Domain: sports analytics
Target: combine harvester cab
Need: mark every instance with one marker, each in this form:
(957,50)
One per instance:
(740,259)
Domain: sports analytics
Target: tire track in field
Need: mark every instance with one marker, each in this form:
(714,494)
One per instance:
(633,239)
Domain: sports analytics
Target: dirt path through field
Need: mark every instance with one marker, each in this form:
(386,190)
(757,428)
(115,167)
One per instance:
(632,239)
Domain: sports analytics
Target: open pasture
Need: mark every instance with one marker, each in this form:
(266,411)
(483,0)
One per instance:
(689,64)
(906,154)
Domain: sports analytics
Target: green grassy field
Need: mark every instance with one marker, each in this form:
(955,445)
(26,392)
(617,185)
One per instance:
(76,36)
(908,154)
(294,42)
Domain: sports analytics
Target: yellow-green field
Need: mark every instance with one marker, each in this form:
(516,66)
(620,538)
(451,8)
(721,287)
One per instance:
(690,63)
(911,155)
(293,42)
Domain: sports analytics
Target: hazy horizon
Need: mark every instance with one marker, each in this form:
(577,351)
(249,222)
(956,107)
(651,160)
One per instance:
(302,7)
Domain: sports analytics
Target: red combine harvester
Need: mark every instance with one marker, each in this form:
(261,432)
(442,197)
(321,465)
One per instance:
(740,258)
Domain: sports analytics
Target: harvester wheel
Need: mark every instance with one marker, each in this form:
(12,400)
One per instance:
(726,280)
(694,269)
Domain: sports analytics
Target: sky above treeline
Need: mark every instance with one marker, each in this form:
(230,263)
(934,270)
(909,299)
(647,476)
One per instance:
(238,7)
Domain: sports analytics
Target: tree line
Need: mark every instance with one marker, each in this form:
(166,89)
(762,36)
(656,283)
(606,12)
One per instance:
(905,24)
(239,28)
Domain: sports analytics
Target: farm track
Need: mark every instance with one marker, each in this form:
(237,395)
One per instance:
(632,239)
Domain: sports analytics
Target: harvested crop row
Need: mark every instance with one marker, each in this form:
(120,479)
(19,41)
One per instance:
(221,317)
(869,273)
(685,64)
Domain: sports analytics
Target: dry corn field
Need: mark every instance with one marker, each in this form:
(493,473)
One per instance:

****

| Exercise aim |
Please show the lines of the material that contain the string "track".

| Response to the task |
Target: tire track in field
Target: farm track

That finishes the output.